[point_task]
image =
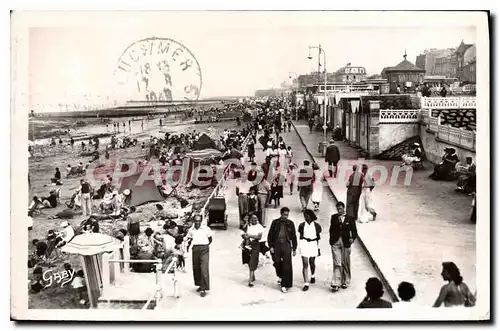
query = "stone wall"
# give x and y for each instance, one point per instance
(434, 149)
(457, 118)
(392, 134)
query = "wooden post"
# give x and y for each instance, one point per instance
(126, 254)
(105, 271)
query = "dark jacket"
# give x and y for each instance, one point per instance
(300, 230)
(274, 232)
(332, 154)
(346, 230)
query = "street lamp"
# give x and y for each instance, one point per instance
(321, 50)
(296, 91)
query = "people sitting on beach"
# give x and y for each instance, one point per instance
(445, 170)
(45, 202)
(414, 155)
(57, 177)
(137, 254)
(145, 241)
(466, 176)
(159, 214)
(127, 197)
(90, 225)
(39, 254)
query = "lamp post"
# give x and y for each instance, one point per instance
(321, 50)
(296, 91)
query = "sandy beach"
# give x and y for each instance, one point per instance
(42, 168)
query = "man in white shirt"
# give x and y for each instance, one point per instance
(200, 237)
(66, 234)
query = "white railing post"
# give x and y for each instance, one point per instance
(105, 271)
(126, 254)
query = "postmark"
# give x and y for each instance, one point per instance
(159, 69)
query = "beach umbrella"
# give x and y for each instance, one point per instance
(88, 244)
(90, 247)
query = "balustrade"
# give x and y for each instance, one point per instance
(399, 115)
(449, 103)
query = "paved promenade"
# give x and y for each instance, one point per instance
(418, 225)
(229, 278)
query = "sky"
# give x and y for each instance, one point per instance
(238, 52)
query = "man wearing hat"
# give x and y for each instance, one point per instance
(446, 168)
(127, 194)
(332, 157)
(415, 154)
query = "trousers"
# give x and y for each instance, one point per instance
(201, 256)
(341, 264)
(86, 204)
(282, 258)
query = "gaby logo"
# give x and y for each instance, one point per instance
(159, 69)
(185, 171)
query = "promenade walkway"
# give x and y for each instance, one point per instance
(228, 277)
(418, 226)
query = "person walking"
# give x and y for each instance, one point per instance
(200, 237)
(317, 193)
(253, 234)
(309, 236)
(456, 292)
(306, 179)
(332, 157)
(282, 241)
(354, 190)
(242, 191)
(367, 187)
(264, 190)
(311, 124)
(86, 190)
(343, 233)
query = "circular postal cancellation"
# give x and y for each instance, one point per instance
(159, 69)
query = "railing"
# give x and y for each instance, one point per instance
(399, 115)
(158, 294)
(215, 192)
(456, 136)
(449, 103)
(434, 123)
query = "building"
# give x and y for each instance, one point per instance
(350, 74)
(466, 70)
(445, 66)
(406, 75)
(429, 58)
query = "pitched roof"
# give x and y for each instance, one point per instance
(405, 65)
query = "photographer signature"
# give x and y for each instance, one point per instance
(57, 277)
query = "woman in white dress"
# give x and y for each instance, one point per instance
(309, 236)
(317, 187)
(366, 209)
(282, 158)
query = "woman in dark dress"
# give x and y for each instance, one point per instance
+++
What to produce:
Copy out all the records exactly, excluding pictures.

Task result:
[point_task]
image =
query = "stone wall"
# give x and y for each instance, one point per instance
(434, 149)
(457, 118)
(392, 134)
query = "wooden post"
# give x and y for each instance, one point per instance
(126, 254)
(105, 271)
query = "dark jacket"
# give x and y for each instance, one point per instance
(300, 230)
(274, 232)
(332, 154)
(346, 230)
query = "street lamp"
# give x and y for each instance, one point per instance
(321, 50)
(296, 91)
query = "people sitting on beach"
# give x and y for each instance, one point per instance
(445, 170)
(45, 202)
(414, 155)
(57, 177)
(137, 254)
(145, 241)
(466, 176)
(159, 214)
(127, 197)
(90, 225)
(39, 254)
query = "lamp post"
# give x and y for each instance, one point per instance
(321, 50)
(296, 91)
query = "sandy beach"
# give x and y for each instance, one point per instance
(42, 168)
query = "man in white shirt"
# give x and y for each instance, one point per instance
(200, 237)
(66, 234)
query = "white railing post"
# give x and y for each instance, one point per instance
(105, 271)
(126, 254)
query = "postmark"
# give x and y for each instance, one point per instance
(159, 69)
query = "beach umbrella"
# give x and y for each instance, one point per instance
(88, 244)
(90, 247)
query = "balustrade"
# give x and y for each instance, one point per instance
(399, 115)
(449, 103)
query = "paved promenade"
# give x and y for each instance, one point per instance
(418, 225)
(229, 278)
query = "sky"
# give x and y for each instance, one point per instance
(238, 52)
query = "man wearing hat"
# give x and y for each instance, one point per instance
(446, 168)
(127, 194)
(332, 157)
(415, 154)
query = "trousers"
# give x and y for each instance, one point per instance
(201, 256)
(341, 264)
(86, 204)
(282, 258)
query = "gaby logo"
# give x and y for each instance, one point per instance
(159, 69)
(185, 171)
query = "promenade walkway"
# give x and y for each instance, one point per instance
(228, 277)
(418, 226)
query = "person walking"
# give x and y for each instance, one point per instance
(200, 237)
(317, 193)
(253, 234)
(309, 236)
(456, 292)
(306, 179)
(332, 157)
(282, 241)
(354, 190)
(242, 191)
(367, 187)
(264, 190)
(311, 124)
(86, 190)
(343, 233)
query = "circular postal cancellation"
# give x and y for each instance, one point per instance
(159, 69)
query = "railing"
# give x and y for each instance, one point per instance
(399, 115)
(158, 294)
(215, 192)
(456, 136)
(449, 103)
(434, 123)
query = "building"
# give x and y for each instance, one point per instance
(350, 74)
(466, 70)
(445, 66)
(406, 75)
(429, 58)
query = "pitched roof"
# give x and y for each instance, one point per instance
(405, 65)
query = "photographer signature"
# give x and y for each instance, one point per instance
(57, 277)
query = "woman in white dress"
# give x and y for each instance, one point per instance
(309, 236)
(317, 187)
(366, 209)
(282, 158)
query = "woman in dark dress"
# give x and y for each instance, one point per instance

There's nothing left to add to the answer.